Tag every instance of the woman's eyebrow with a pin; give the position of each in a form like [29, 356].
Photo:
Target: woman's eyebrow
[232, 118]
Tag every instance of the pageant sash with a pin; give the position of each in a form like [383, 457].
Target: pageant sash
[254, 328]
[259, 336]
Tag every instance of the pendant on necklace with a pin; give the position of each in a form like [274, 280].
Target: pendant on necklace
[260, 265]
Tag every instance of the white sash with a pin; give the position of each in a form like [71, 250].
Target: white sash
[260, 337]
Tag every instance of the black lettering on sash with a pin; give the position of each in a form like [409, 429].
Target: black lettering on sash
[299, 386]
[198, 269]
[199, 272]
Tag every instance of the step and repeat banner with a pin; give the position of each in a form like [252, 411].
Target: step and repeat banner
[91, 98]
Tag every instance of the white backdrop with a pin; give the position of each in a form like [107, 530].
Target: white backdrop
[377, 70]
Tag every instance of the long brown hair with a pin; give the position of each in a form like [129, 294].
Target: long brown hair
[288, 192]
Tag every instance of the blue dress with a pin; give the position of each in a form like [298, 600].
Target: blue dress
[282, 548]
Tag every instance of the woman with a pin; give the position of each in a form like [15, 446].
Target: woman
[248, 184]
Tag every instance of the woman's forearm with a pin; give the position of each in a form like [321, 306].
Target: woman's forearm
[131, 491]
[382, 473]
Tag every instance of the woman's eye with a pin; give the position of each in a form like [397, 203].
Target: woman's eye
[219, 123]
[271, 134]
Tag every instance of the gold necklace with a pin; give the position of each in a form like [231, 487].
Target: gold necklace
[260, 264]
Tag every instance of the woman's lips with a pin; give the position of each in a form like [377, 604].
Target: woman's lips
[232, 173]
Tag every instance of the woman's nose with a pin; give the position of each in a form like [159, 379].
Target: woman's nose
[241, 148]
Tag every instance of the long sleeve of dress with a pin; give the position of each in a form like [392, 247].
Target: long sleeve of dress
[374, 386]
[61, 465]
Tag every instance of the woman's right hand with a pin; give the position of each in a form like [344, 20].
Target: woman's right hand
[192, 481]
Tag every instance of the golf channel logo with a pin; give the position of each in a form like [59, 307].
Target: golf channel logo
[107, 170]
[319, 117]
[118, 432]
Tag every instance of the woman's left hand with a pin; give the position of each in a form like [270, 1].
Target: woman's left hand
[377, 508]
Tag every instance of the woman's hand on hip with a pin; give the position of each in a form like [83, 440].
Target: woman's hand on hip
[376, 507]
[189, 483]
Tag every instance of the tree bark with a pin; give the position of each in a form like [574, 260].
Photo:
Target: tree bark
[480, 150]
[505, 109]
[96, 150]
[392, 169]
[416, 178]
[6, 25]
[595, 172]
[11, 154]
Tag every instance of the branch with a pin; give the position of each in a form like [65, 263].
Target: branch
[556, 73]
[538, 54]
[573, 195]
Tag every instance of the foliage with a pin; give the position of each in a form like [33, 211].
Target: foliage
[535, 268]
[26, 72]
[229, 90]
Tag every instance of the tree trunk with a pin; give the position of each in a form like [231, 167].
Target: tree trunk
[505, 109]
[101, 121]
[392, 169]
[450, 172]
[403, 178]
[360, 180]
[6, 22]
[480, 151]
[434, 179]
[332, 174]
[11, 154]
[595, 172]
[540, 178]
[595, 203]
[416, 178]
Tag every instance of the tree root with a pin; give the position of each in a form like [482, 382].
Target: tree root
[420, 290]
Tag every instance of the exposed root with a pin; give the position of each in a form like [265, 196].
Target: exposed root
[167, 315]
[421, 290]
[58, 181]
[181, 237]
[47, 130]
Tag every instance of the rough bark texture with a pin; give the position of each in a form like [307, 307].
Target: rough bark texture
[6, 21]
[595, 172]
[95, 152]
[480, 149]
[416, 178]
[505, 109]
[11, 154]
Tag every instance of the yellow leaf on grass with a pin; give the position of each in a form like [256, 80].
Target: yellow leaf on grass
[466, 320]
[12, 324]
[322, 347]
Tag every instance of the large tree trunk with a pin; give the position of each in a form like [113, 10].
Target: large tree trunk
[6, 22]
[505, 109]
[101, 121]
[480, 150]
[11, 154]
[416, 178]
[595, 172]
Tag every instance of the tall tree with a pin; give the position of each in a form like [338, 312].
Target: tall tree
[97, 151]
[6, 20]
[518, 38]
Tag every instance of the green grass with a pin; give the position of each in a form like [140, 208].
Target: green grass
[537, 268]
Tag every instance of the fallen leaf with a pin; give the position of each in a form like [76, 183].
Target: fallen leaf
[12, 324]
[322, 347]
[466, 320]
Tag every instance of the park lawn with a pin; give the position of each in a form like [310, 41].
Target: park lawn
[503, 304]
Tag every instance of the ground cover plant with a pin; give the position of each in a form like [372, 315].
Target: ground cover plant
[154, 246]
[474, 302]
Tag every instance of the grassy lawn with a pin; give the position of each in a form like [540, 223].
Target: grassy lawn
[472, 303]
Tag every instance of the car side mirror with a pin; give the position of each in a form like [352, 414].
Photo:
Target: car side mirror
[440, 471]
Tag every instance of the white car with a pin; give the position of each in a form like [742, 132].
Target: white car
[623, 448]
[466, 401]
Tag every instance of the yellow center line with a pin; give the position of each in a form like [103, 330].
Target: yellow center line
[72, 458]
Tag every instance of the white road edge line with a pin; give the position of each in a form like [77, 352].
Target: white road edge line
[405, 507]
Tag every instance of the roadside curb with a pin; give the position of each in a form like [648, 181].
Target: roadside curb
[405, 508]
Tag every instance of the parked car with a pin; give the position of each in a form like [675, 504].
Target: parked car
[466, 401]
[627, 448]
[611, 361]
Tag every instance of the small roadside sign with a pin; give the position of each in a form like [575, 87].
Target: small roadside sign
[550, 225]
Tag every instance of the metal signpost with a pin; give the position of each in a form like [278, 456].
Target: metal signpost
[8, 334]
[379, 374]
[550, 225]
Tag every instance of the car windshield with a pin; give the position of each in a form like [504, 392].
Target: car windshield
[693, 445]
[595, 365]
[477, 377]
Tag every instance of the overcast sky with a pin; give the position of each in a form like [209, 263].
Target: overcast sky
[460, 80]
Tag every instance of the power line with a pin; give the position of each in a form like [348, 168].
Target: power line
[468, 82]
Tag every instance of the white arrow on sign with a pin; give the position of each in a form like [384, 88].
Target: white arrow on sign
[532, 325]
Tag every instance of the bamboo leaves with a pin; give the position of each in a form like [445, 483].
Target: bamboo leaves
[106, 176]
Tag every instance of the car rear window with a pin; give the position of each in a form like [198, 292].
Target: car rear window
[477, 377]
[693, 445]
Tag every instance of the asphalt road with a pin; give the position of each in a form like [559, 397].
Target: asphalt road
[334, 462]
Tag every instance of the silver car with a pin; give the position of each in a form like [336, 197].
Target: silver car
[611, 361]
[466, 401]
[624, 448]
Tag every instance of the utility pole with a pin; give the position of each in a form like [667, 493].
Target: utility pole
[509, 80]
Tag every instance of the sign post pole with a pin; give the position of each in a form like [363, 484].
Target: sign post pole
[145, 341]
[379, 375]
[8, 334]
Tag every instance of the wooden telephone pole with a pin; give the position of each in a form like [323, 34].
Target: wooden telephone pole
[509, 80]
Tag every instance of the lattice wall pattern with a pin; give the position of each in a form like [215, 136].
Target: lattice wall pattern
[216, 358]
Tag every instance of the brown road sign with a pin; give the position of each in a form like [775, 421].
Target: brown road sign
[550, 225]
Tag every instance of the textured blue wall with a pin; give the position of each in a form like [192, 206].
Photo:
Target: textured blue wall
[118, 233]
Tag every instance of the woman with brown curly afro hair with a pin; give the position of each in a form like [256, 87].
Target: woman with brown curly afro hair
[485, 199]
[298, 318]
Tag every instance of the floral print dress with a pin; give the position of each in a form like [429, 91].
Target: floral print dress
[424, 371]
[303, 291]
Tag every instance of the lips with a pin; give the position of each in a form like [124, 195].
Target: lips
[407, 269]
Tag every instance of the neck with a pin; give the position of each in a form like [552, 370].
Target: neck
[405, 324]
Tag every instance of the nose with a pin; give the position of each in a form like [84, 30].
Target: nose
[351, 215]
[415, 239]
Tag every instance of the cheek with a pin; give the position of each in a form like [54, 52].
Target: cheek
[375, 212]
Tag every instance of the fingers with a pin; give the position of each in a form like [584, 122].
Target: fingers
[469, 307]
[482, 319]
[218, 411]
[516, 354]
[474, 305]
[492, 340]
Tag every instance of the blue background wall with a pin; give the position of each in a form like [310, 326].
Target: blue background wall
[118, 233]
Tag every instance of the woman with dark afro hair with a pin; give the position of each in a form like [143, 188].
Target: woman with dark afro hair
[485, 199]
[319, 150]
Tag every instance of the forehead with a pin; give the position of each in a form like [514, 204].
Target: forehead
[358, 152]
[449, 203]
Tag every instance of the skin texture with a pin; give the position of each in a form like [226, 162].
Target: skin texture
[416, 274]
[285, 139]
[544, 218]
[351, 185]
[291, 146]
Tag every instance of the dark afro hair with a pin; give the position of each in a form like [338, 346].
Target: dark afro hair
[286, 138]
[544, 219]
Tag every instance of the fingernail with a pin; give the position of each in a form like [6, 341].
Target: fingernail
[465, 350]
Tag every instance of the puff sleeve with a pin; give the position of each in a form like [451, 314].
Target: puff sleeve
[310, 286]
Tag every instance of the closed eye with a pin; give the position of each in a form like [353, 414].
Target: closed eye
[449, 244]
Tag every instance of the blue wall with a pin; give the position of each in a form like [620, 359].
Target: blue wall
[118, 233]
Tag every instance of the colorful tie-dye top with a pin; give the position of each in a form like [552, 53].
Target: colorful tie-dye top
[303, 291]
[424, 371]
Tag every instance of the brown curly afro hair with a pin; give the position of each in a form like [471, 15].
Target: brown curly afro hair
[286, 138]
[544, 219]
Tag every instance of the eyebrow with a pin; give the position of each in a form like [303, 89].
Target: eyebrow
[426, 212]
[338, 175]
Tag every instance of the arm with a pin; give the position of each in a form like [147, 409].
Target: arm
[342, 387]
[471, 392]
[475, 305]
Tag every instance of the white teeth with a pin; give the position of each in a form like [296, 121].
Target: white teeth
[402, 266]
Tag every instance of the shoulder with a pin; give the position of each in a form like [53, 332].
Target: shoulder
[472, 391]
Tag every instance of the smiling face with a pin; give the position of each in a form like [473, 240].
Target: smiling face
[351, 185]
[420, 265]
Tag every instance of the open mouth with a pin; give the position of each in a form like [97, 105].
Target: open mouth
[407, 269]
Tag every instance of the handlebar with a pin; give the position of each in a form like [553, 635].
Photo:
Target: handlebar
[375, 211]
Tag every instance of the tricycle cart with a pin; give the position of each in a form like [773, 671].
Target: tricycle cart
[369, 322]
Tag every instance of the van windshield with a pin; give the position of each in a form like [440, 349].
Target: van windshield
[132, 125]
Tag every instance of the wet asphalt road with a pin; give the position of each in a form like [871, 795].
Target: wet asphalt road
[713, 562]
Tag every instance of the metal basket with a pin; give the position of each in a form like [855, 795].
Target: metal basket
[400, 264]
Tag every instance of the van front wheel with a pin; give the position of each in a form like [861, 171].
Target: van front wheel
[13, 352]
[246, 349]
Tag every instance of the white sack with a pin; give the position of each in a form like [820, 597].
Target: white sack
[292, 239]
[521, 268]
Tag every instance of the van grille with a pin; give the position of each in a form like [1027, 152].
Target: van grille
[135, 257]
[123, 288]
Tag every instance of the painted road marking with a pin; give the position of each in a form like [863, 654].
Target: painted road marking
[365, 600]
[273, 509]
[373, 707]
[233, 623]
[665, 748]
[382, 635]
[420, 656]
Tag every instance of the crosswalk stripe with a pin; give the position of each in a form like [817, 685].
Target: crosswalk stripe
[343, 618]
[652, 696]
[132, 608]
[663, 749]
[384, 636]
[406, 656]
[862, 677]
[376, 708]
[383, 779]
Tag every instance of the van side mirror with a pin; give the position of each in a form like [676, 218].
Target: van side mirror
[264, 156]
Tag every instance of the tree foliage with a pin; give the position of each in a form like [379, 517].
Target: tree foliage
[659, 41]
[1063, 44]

────

OBJECTIVE: Reproduce exactly the lines from the one with "Tag every instance of the wet" through the end of the entries above, both ends included.

EXPECTED ANSWER:
Tag every instance of the wet asphalt road with a pin; give the position of each in a form like [871, 795].
Target: wet asphalt road
[713, 562]
Tag every instance of the metal basket with a pin; give the position of each in a form like [855, 795].
Target: metal basket
[400, 264]
Tag every instance of the van front wheel with a pin; give the position of each in a form like [861, 171].
Target: van front wheel
[13, 352]
[246, 349]
Tag every instance of the white sack with a pin; give the position of each in a form like [820, 597].
Target: white sack
[292, 239]
[521, 268]
Tag every instance of the van grille with a pin; give the position of each in a form like [1027, 152].
Target: van grille
[135, 257]
[123, 288]
Tag every instance of the painted road marking with a pin; give the position of each in a form like [863, 654].
Target: painted road marking
[365, 600]
[273, 509]
[373, 707]
[233, 623]
[665, 748]
[382, 635]
[420, 656]
Tag every instance of the crosswalk stripe with a pin; give the position of each in a form like [817, 685].
Target: crosswalk stripe
[343, 618]
[652, 696]
[132, 608]
[663, 749]
[384, 636]
[406, 656]
[862, 677]
[376, 708]
[383, 779]
Tag every instance of the van side mirror with a pin; give the position of each in a form like [676, 218].
Target: van side mirror
[264, 156]
Tag every instance of the tree foliage with a pin; give the position of each in a form like [379, 517].
Target: tree foliage
[659, 41]
[1063, 44]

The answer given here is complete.